### PROBLEM STATEMENT
Output every one of the records below verbatim, leaving out the pictures.

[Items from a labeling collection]

· · · · · · ·

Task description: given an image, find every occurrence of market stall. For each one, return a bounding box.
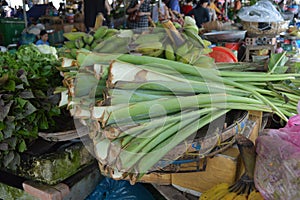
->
[0,0,300,200]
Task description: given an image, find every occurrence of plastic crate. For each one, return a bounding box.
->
[0,18,25,46]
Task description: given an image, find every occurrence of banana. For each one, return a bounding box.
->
[70,49,77,59]
[135,42,163,54]
[83,34,94,45]
[199,183,229,200]
[193,55,215,68]
[221,192,237,200]
[233,194,247,200]
[75,37,84,49]
[103,29,119,40]
[94,26,108,40]
[173,22,182,29]
[134,32,166,44]
[203,40,211,48]
[94,37,128,53]
[183,25,199,35]
[64,41,76,49]
[175,43,189,60]
[63,32,87,41]
[248,190,264,200]
[184,28,205,48]
[179,51,201,64]
[165,44,176,60]
[84,44,91,50]
[143,49,164,57]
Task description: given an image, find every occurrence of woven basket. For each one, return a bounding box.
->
[98,111,248,177]
[241,21,290,37]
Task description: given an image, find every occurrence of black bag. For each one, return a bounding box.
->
[128,10,140,22]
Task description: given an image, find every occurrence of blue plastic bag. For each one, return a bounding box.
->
[86,177,154,200]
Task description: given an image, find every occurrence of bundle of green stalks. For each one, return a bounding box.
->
[58,53,300,183]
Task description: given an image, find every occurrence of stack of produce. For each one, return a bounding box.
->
[60,17,212,67]
[58,43,300,182]
[0,45,62,170]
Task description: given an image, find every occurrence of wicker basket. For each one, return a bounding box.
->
[241,21,290,37]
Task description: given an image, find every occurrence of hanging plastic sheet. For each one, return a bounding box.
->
[86,177,154,200]
[238,0,284,22]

· · · · · · ·

### CORRECT ANSWER
Task description: given an image, find every occurrence of market stall. For each one, return a bounding box.
->
[0,0,300,200]
Task description: given an image, find every occurrence of plastic crate. For each one, return a bounding box.
->
[0,18,25,46]
Task description: given an image, find every occurrence of banana. For each one, return a bounding box.
->
[70,49,77,59]
[135,42,163,54]
[83,34,94,45]
[199,183,229,200]
[193,55,215,68]
[221,192,237,200]
[233,194,247,200]
[75,37,84,49]
[103,29,119,40]
[94,26,108,40]
[173,22,182,29]
[134,32,166,44]
[203,40,211,48]
[94,37,128,53]
[183,25,199,35]
[64,41,76,49]
[175,43,189,60]
[63,32,87,41]
[248,190,264,200]
[184,28,205,48]
[179,51,201,64]
[165,44,176,60]
[84,44,91,50]
[143,49,164,57]
Task description: given an image, find every occurrence of woven basket. For each one, return a bounding box.
->
[98,111,248,177]
[241,21,290,37]
Task description: given an image, find every occurrence of black bag. For each one, return a bounding box.
->
[128,10,140,22]
Task description: given an image, find every occurrence of blue plastic bag. For each one, return a bounding box.
->
[86,177,154,200]
Task description: given an image, find every occurrence of bundle of green stalks. For each one, return a bounding box.
->
[58,53,300,183]
Task description: given an image, find every occurrence of stack of produce. For each one, return a bounding box.
->
[60,17,212,67]
[58,43,300,182]
[0,45,62,170]
Task description: given an image, find every occurrence of wicker basket. For each one, return a bounding box.
->
[241,21,290,37]
Task description: given an image, find every occurrence of hanging plastic sheet. For each one, return a bounding box.
->
[86,177,154,200]
[238,0,284,22]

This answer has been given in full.